Copy the material word for word, beginning at its first line and continuing through the line that contains "[507,509,732,875]".

[START RECORD LIST]

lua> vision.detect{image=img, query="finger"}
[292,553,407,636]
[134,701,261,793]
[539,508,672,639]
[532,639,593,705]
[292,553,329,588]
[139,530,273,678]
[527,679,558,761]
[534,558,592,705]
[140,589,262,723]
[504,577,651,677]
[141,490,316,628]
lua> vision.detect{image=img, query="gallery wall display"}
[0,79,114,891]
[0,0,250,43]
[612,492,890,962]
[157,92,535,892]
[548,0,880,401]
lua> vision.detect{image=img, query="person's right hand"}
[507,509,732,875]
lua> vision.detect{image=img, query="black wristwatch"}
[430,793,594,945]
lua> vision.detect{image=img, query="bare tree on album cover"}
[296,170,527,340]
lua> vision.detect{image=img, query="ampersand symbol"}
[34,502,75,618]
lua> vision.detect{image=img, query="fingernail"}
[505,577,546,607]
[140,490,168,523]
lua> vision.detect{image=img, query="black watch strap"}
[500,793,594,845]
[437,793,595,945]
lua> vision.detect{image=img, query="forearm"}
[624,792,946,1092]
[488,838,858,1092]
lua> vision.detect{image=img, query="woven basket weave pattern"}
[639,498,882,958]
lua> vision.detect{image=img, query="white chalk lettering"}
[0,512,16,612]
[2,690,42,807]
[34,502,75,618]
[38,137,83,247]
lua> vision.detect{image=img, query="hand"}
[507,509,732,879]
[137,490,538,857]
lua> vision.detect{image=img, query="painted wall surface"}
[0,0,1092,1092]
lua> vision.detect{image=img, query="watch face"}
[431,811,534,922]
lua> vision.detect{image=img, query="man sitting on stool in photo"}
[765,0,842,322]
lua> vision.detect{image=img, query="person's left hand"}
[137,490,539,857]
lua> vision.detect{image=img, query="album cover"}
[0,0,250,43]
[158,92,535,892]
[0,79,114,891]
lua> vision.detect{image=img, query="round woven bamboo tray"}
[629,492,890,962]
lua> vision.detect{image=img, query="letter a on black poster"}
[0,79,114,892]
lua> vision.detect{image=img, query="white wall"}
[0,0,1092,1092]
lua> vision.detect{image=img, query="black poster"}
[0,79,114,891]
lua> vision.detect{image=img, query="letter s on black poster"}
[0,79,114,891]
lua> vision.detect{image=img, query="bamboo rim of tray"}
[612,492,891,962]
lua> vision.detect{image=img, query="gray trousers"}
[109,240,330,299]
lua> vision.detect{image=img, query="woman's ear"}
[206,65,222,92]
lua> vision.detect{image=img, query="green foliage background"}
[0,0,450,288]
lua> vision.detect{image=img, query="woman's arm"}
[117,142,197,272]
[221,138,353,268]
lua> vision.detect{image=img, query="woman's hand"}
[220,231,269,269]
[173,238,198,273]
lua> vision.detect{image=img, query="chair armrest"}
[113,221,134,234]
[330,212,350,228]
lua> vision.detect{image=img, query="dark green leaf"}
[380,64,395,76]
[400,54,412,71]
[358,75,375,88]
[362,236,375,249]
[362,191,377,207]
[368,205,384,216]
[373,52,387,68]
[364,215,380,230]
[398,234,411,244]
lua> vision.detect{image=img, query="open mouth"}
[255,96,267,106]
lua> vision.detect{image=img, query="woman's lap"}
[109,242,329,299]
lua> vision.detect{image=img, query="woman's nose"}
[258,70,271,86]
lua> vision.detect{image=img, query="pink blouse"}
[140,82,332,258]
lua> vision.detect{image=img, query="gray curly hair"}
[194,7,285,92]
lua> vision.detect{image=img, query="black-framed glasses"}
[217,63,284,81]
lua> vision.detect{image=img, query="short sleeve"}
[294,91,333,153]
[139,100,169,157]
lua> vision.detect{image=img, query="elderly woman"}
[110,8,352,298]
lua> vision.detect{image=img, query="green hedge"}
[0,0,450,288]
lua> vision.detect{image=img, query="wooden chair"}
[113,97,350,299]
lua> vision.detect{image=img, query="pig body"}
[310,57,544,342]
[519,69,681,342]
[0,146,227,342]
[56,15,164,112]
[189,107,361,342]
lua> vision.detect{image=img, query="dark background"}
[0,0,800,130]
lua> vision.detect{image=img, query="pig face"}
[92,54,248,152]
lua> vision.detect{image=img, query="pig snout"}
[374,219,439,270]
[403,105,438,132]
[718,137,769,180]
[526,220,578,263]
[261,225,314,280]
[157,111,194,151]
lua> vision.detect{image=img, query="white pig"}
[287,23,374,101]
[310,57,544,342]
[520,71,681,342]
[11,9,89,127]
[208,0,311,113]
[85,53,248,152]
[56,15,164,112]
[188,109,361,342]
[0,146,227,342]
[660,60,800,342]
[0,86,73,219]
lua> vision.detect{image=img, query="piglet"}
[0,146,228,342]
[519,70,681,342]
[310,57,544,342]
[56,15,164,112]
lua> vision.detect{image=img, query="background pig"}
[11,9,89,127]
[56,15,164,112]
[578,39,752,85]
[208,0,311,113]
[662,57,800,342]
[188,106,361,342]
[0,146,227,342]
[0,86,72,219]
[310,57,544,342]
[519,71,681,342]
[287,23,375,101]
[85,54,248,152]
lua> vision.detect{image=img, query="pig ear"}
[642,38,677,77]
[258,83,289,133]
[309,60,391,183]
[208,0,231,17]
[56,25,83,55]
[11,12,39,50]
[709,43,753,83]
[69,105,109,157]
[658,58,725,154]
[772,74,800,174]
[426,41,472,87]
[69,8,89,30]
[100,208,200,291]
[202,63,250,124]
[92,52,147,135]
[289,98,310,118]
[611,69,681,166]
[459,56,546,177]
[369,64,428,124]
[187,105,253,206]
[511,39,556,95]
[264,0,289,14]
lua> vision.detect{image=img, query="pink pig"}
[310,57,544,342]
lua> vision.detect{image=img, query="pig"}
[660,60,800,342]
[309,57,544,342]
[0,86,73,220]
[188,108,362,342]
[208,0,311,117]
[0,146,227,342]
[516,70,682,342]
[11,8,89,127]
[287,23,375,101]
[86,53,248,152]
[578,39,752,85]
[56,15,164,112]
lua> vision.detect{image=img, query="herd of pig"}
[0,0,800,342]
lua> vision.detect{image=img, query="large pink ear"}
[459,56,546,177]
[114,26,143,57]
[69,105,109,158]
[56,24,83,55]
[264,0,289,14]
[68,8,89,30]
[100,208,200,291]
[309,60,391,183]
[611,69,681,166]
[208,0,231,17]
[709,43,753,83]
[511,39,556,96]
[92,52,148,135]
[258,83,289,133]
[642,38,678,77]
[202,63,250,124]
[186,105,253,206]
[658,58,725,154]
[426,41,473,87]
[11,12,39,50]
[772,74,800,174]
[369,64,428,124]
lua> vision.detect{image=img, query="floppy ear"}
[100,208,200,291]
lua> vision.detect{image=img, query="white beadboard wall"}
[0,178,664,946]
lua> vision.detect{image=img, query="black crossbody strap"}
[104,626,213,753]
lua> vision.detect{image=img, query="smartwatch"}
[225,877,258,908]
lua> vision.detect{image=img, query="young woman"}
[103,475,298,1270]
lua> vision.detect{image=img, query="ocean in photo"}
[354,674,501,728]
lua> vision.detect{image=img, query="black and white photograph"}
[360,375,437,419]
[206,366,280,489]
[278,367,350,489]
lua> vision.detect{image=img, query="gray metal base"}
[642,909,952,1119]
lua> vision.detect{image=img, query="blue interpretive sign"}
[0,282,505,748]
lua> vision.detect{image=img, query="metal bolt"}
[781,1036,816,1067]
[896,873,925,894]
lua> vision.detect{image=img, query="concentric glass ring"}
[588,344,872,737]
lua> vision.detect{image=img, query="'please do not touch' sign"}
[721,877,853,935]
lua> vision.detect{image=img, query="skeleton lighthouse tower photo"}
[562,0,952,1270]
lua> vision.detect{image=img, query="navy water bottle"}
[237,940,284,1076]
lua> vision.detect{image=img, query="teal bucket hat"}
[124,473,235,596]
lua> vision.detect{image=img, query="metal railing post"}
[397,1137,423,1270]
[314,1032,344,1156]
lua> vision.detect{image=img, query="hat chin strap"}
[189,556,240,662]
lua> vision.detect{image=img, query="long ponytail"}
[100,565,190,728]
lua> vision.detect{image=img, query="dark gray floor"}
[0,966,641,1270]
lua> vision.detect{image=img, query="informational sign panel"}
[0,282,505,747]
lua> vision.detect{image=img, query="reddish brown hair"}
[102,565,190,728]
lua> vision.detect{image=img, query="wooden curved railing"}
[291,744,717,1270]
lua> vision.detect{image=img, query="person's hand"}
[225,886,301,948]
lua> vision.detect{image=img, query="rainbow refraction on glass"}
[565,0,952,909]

[END RECORD LIST]

**PROBLEM SOLUTION**
lua> vision.detect{image=img, query="finger"}
[292,553,407,636]
[134,701,261,793]
[539,508,672,639]
[532,639,593,705]
[292,553,329,588]
[139,530,273,678]
[527,679,558,761]
[534,558,592,705]
[140,589,262,723]
[504,577,651,677]
[141,490,316,628]
lua> vision.detect{image=img, query="gallery wall display"}
[0,79,114,891]
[0,0,250,43]
[612,492,890,962]
[157,92,535,892]
[548,0,880,401]
lua> vision.detect{image=img, query="person's right hand"}
[507,509,732,875]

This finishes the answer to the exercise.